** DOCUMENT SEGMENT follows **
Websites operated by each of these different types of organizations were included in the Cline Center’s monitoring system. But in selecting among the various websites that were available, we tried to select websites that met additional criteria. First, we looked for English language sites with RSS (Really Simple Syndication) feeds that had no subscription fee. In order to enhance our geographic coverage, however, we ultimately included some non-English language websites as well as some without RSS feeds. Second, while we included many websites with a global orientation, we also actively searched for news websites that focused on specific geographic regions. Indeed, one of our goals was to include at least one news feed for each of the countries in our study. While we failed to achieve this goal we have very inclusive regional coverage: we have news feeds based in 128 countries with 95% of the world’s population. Third, in addition to seeking news websites with a general coverage, we also searched for websites with specialized content that was relevant to the project (business and economics, environment, health, human rights, terrorism, etc.). We uncovered dozens of specialized news feeds with global coverage.
The scheme we used to construct our website monitoring system provides for an exceptionally extensive coverage of contemporary news events. It also provides a high degree of redundancy. This redundancy, while causing some logistical problems, means that it is unlikely that many relevant and consequential events in the period beginning with February 2006 will evade our monitoring system. Moreover, it is very likely that many events will be covered by a number of websites, some providing identical coverage, others providing very different coverage.
** End of DOCUMENT SEGMENT **
■ TASK TO COMPLETE: Reproduce verbatim the portion of the passage on the Cline Center's news-monitoring system that lies between "The scheme we" and "very different coverage.", inclusive.
** INFORMATION GIVEN follows **
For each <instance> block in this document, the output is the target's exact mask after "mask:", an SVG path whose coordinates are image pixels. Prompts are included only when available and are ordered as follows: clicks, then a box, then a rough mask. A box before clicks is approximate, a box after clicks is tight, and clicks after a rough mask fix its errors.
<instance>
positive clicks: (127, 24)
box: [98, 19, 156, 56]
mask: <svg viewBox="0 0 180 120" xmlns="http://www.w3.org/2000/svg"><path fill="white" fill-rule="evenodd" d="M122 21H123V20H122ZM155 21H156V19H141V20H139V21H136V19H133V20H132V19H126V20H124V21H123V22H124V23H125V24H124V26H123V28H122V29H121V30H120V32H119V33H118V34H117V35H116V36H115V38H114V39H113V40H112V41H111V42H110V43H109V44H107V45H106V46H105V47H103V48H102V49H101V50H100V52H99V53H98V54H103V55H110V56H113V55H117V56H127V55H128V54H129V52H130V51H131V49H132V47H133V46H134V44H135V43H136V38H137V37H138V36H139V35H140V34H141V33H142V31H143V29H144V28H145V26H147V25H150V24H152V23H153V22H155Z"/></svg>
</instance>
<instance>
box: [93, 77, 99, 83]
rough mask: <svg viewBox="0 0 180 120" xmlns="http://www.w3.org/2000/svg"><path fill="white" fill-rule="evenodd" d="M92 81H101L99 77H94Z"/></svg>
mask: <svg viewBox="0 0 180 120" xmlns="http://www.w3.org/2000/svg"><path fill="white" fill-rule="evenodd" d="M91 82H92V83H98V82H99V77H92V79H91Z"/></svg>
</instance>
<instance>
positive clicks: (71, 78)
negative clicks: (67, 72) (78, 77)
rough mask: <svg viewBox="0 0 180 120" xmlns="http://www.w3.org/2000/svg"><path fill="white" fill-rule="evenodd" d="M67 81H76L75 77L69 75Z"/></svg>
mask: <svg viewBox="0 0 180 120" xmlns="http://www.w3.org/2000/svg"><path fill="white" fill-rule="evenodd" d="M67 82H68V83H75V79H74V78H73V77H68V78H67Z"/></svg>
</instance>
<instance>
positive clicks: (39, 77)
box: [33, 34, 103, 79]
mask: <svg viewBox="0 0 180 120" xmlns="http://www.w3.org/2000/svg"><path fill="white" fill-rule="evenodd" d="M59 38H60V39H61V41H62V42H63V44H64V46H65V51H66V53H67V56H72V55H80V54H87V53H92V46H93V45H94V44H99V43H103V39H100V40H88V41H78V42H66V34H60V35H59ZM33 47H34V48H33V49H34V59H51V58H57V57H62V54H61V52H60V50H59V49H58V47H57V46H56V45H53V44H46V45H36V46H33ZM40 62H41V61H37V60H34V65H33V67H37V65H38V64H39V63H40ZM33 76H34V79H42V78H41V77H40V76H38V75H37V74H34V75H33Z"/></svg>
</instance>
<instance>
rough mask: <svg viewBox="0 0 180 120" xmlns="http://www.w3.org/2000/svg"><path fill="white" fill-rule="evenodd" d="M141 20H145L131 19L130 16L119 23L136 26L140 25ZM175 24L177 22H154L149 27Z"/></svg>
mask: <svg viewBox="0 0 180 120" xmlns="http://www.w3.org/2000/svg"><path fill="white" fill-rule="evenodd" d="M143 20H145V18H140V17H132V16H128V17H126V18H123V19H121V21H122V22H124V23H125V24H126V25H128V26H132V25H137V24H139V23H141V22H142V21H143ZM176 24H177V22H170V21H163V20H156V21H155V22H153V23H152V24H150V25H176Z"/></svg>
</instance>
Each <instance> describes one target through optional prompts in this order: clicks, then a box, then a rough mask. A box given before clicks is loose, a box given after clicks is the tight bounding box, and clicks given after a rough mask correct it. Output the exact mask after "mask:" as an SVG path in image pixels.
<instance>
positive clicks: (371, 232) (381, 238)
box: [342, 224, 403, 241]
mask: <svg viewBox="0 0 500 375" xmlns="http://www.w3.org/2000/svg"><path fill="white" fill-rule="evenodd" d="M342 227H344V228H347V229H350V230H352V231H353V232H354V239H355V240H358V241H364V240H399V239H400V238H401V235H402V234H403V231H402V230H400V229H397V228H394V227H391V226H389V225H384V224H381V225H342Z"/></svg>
** End of INFORMATION GIVEN **
■ YOUR SOLUTION:
The scheme we used to construct our website monitoring system provides for an exceptionally extensive coverage of contemporary news events. It also provides a high degree of redundancy. This redundancy, while causing some logistical problems, means that it is unlikely that many relevant and consequential events in the period beginning with February 2006 will evade our monitoring system. Moreover, it is very likely that many events will be covered by a number of websites, some providing identical coverage, others providing very different coverage.